---- Listed entries

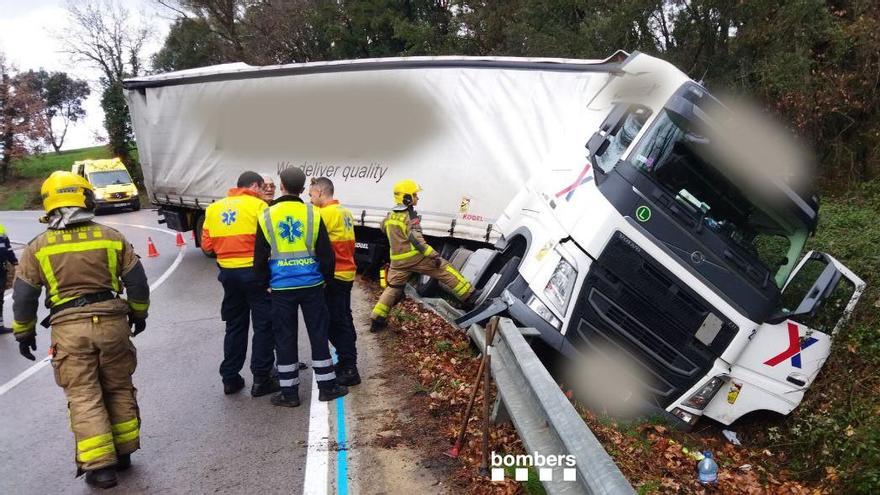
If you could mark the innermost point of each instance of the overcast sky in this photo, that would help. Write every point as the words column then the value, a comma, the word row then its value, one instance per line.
column 26, row 39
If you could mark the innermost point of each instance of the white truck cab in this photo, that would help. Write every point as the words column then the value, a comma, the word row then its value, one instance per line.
column 636, row 245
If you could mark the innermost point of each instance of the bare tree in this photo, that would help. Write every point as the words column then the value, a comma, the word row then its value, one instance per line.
column 105, row 35
column 22, row 130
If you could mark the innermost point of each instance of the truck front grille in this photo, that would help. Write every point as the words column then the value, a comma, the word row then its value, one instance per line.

--------

## Instructions to follow
What is needed is an exact copy of the records above, with no pictures in it.

## Response for this exercise
If you could mark the innermost point of each instance of the overcast sky in this photo, that would help. Write every point as the words column then the value, a comma, the word row then its value, one instance per line.
column 26, row 39
If you could mark the innermost point of each instance of the white truck cab in this photo, that would help. Write every point as the words column then the value, a comma, the word row then its value, one instance per line.
column 636, row 245
If you could mark the innermost point of each instance of the bare tree in this photo, that would help. Write every point as the words column then the value, a comma, the word row then its value, one instance per line.
column 105, row 35
column 22, row 130
If you could mark the innermost point of each instance of the truck front grille in this photo, that would help. Write every point as the words column then the value, a comma, the word row then its value, one instance per line.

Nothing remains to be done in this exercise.